- EXERCISE DIRECTIONS: Every line of the following records that includes "target" should be copied.

Stored data entries

[Start of section]

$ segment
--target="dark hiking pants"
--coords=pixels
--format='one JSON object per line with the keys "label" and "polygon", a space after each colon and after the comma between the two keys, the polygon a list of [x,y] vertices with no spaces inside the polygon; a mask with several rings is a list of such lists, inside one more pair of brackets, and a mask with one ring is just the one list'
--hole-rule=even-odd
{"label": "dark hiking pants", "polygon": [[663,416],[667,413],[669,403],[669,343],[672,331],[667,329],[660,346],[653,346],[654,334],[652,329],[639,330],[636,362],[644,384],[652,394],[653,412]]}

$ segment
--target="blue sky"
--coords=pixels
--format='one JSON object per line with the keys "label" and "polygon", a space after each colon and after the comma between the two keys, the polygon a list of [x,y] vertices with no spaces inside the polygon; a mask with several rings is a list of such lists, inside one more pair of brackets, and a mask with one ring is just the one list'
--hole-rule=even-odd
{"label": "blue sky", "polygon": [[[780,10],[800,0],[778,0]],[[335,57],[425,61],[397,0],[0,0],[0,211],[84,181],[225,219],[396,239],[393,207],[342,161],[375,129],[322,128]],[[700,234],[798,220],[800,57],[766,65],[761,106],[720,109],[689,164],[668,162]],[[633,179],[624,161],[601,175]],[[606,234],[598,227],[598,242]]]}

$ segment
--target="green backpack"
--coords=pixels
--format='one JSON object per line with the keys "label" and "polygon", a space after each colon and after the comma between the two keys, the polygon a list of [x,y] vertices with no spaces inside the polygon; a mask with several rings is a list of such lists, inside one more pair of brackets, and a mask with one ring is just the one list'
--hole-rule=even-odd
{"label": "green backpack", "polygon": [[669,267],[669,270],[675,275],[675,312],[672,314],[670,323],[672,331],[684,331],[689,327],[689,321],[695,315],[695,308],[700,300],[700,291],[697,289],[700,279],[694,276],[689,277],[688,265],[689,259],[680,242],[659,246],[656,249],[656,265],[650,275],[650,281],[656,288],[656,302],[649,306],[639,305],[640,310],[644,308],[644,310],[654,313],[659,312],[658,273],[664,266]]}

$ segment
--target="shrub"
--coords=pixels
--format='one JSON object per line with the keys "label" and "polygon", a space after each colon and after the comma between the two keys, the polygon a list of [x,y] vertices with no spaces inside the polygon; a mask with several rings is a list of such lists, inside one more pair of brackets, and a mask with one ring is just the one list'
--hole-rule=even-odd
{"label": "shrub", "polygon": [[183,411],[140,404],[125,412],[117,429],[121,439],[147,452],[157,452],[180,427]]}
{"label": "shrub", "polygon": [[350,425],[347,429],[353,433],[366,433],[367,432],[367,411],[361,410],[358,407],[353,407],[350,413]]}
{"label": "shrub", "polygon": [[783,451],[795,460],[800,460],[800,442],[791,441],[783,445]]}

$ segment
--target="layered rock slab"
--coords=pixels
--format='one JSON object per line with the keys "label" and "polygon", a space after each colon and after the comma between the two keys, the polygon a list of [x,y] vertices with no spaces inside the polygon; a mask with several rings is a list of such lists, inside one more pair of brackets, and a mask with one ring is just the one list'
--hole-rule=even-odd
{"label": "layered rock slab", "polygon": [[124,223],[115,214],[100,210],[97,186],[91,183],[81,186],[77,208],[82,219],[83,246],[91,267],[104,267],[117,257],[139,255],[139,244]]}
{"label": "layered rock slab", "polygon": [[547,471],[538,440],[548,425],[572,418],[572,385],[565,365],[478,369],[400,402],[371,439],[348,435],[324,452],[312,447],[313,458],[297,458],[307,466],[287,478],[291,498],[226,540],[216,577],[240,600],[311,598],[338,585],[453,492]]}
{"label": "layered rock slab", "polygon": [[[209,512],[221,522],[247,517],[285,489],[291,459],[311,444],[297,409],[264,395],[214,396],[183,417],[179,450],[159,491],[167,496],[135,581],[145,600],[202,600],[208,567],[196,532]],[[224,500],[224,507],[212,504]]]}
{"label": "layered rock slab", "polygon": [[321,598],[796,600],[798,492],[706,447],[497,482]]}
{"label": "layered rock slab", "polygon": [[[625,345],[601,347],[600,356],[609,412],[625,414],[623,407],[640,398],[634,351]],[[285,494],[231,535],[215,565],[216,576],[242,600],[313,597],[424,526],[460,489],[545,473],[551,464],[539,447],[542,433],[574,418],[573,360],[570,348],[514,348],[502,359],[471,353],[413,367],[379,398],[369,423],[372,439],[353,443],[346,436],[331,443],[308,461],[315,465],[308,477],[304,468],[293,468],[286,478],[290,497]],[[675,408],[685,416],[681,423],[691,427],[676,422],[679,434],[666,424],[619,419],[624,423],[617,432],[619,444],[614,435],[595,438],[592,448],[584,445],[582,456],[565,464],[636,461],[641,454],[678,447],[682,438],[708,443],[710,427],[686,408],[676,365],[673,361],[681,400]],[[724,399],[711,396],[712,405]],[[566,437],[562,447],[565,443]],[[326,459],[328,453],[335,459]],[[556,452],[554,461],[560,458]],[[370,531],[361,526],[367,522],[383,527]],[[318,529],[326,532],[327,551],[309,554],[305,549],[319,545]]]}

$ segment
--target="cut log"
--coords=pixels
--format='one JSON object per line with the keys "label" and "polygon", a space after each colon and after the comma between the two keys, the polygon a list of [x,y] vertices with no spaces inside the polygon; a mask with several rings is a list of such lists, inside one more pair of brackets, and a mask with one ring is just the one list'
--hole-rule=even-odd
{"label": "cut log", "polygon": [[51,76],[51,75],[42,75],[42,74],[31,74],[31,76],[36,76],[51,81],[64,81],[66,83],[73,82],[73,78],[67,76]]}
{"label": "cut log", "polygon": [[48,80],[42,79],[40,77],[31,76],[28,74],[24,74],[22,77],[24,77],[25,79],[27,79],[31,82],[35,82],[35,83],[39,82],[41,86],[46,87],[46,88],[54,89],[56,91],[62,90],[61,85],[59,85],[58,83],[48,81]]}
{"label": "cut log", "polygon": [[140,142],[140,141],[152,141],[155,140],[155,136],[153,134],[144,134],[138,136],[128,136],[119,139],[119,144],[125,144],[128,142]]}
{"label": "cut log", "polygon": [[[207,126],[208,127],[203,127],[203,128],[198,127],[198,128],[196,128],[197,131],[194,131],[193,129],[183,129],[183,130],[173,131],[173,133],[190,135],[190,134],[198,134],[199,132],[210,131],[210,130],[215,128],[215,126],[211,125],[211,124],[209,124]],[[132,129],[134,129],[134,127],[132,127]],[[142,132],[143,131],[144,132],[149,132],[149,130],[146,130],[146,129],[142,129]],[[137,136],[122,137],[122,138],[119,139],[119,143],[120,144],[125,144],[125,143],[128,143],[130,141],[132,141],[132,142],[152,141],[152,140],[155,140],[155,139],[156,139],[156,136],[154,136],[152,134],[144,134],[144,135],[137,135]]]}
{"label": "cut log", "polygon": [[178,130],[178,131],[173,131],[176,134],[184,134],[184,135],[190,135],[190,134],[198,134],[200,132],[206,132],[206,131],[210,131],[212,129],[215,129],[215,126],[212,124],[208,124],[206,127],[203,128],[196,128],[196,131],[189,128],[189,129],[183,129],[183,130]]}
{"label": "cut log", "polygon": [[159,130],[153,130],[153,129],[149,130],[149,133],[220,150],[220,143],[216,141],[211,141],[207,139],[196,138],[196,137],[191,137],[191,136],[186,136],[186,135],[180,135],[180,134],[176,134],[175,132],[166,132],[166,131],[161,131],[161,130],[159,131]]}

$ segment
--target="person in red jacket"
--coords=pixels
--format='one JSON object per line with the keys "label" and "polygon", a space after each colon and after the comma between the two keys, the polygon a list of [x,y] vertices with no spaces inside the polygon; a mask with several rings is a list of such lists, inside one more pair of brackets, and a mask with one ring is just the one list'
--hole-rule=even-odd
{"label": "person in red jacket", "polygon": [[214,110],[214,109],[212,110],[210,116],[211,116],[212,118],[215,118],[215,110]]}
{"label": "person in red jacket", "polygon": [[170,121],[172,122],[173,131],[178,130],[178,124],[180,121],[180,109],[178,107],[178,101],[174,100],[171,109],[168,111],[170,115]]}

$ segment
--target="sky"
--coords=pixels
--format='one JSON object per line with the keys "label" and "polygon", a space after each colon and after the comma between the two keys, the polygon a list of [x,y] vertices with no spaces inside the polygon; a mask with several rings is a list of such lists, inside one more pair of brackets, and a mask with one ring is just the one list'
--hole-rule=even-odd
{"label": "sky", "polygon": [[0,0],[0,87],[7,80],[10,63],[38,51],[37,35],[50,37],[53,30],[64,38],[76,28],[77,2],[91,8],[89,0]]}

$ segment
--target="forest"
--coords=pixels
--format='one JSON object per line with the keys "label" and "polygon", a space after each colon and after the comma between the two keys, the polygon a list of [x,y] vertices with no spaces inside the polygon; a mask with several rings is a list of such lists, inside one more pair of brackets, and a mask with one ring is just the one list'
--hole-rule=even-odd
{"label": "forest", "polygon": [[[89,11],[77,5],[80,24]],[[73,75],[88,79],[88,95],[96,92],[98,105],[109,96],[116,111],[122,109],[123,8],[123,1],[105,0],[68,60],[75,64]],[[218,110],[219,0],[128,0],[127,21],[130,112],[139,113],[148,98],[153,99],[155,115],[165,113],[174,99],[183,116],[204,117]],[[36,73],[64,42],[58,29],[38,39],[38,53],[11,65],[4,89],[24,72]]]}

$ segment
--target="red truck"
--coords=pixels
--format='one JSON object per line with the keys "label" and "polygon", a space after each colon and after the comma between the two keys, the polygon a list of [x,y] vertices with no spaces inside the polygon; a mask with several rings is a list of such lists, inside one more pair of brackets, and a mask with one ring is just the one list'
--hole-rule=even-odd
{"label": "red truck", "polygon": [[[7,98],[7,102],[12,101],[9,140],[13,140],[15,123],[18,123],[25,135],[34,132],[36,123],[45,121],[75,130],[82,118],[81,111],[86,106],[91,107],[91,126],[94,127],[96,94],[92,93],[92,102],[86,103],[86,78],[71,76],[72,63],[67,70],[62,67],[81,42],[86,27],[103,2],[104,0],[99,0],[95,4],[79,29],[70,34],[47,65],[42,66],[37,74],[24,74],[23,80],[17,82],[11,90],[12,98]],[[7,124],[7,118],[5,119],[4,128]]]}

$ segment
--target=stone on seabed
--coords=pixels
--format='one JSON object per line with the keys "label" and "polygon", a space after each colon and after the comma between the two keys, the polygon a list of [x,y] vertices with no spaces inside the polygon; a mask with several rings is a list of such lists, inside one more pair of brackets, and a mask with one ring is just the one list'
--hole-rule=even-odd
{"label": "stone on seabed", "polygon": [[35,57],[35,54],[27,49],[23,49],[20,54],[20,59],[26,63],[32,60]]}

[End of section]

- SOLVED EXERCISE:
--target="dark hiking pants"
--target="blue sky"
--target="green backpack"
--target="shrub"
--target="layered rock slab"
--target="cut log"
--target="person in red jacket"
--target="sky"
--target="forest"
--target="red truck"
--target=stone on seabed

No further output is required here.